### Directions
- a) Give every numbered section heading in the Modzy notebook text.
- b) Please quote the part of the listing that opens with the line containing "Can you find the rippled" and closes with the line containing "[[323, 251]]".

### Source excerpt
Notebook

Submitting Batch Jobs to Modzy with Python SDK¶

In this notebook, we will use the Modzy Python SDK to submit a batch of data to a the Sentiment Analysis model for inferencing. We will generate a batch of data from Kaggle's Amazon Reviews dataset.

For more detailed usage documenation for our Python SDK, visit our GitHub page.

1. Environment Set Up¶

Create a virtual environment (venv, conda, or other preferred virtual environment) with Python 3.6 or newer.

Pip install the following packages in your environment.

modzy-sdk>=0.10.0

And install Jupyter Notebooks in your preferred environment using the appropriate install instructions.

2. Import Modzy SDK and Initialize Client¶

Insert your instance URL and personal API Key to establish connection to the Modzy API Client

In [1]:

# Import Libraries
from modzy import ApiClient, error
from pprint import pprint

Initialize Modzy API Client¶

In [ ]:

# the url we will use for authentication
'''
Example: "https://test.modzy.url"
'''
API_URL = "https://<your.modzy.url>"
# the api key we will be using for authentication -- make sure to paste in your personal API access key below
API_KEY = "<your.api.key>"
    
# setup our API Client
client = ApiClient(base_url=API_URL, api_key=API_KEY)

3. Discover Available Models¶

In this notebook, we will run inference for the Automobile Classification Model

In [3]:

# Query model by name
auto_model_info = client.models.get_by_name("Sentiment Analysis")

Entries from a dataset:

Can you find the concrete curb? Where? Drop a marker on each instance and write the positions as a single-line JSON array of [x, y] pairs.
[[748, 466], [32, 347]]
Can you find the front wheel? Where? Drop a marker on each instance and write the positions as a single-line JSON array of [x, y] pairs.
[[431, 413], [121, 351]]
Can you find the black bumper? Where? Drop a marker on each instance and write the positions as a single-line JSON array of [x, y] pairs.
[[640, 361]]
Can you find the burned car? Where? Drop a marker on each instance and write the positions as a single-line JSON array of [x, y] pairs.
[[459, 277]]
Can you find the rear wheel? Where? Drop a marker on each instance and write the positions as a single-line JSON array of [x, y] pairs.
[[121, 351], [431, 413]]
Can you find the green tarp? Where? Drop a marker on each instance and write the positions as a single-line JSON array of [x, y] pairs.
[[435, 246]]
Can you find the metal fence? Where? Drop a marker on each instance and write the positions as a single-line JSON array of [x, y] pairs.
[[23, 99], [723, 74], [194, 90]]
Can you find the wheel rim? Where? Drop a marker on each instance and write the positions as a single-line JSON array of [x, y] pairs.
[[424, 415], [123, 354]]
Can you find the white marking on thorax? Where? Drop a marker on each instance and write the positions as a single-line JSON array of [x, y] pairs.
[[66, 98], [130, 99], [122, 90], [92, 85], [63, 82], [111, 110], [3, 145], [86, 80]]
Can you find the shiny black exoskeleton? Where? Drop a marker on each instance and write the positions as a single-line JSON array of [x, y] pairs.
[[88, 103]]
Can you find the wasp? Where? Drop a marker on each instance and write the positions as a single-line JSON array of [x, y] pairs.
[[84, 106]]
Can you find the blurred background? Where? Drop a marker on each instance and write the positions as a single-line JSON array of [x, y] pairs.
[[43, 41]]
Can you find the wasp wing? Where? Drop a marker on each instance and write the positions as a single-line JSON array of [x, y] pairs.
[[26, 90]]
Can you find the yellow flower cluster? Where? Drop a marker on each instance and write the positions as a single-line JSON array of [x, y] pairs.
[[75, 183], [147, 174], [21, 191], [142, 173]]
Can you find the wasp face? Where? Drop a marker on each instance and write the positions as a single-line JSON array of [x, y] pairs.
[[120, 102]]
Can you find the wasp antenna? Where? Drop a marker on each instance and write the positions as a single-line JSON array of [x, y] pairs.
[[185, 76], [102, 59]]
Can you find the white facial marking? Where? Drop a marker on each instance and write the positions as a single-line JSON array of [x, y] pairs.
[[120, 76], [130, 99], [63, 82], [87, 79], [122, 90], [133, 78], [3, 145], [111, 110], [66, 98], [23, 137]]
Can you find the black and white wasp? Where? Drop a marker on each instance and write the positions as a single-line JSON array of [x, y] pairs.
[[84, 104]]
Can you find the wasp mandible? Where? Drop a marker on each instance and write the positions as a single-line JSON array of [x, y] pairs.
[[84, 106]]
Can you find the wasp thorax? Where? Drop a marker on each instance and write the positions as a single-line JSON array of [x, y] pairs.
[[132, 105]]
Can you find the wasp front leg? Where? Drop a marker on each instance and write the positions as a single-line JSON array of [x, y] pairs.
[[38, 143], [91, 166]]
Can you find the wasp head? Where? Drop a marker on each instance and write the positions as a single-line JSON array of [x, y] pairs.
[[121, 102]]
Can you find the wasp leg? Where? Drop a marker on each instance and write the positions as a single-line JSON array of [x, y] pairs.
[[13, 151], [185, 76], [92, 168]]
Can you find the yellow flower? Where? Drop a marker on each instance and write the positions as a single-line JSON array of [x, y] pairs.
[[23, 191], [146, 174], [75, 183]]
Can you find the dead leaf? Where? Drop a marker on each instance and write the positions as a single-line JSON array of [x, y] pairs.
==
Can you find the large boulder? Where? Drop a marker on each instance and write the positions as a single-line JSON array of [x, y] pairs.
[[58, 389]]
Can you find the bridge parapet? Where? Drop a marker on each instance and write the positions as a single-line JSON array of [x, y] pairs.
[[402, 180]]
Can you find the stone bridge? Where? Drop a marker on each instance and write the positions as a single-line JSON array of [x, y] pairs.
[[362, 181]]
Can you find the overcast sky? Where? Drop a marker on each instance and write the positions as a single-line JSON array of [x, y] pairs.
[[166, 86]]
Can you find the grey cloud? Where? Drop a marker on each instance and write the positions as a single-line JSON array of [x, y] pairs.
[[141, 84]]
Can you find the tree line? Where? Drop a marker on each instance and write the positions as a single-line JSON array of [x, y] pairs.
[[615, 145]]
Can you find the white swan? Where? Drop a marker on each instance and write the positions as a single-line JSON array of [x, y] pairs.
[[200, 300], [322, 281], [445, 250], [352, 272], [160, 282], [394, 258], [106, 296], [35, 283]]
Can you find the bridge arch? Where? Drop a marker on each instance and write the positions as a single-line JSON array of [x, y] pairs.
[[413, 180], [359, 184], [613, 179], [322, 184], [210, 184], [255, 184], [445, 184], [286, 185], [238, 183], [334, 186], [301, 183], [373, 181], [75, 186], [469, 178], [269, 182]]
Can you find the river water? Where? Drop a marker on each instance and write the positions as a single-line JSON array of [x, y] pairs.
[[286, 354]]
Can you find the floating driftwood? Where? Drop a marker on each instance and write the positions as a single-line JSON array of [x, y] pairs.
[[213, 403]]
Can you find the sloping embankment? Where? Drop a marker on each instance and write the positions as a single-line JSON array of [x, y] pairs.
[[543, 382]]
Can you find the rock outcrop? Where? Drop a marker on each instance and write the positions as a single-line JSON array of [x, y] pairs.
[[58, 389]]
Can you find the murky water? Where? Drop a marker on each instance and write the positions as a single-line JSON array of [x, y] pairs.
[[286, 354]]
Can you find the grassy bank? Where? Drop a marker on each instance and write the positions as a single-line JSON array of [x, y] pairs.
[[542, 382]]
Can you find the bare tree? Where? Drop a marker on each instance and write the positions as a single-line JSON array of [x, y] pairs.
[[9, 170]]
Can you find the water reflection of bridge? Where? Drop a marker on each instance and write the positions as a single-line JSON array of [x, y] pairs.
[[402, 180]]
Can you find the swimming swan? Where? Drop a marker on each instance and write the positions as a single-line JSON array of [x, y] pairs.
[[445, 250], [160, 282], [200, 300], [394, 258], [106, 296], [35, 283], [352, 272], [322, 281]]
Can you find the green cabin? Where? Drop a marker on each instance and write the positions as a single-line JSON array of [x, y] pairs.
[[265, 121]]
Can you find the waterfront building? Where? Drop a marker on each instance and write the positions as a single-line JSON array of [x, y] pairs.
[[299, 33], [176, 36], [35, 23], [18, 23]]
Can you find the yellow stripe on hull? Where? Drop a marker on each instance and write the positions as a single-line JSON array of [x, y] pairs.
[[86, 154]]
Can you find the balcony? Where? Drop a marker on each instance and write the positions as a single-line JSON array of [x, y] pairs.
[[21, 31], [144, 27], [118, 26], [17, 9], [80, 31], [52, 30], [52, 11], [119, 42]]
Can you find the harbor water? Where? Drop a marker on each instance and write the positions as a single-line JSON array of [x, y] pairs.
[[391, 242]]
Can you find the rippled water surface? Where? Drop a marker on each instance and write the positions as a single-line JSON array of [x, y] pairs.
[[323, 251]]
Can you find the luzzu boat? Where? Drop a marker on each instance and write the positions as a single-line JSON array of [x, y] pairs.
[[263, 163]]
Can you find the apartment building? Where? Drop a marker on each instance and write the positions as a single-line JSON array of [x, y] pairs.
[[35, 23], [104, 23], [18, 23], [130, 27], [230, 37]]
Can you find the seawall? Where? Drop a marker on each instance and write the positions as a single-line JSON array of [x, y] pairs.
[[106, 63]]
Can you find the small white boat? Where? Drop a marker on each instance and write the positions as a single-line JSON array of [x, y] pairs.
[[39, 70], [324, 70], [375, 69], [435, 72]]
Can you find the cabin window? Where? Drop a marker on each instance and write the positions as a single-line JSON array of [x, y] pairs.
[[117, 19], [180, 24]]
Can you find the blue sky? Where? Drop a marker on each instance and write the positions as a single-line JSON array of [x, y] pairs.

### Answers by task
- a)
1. Environment Set Up
2. Import Modzy SDK and Initialize Client
3. Discover Available Models

- b)
Can you find the rippled water surface? Where? Drop a marker on each instance and write the positions as a single-line JSON array of [x, y] pairs.
[[323, 251]]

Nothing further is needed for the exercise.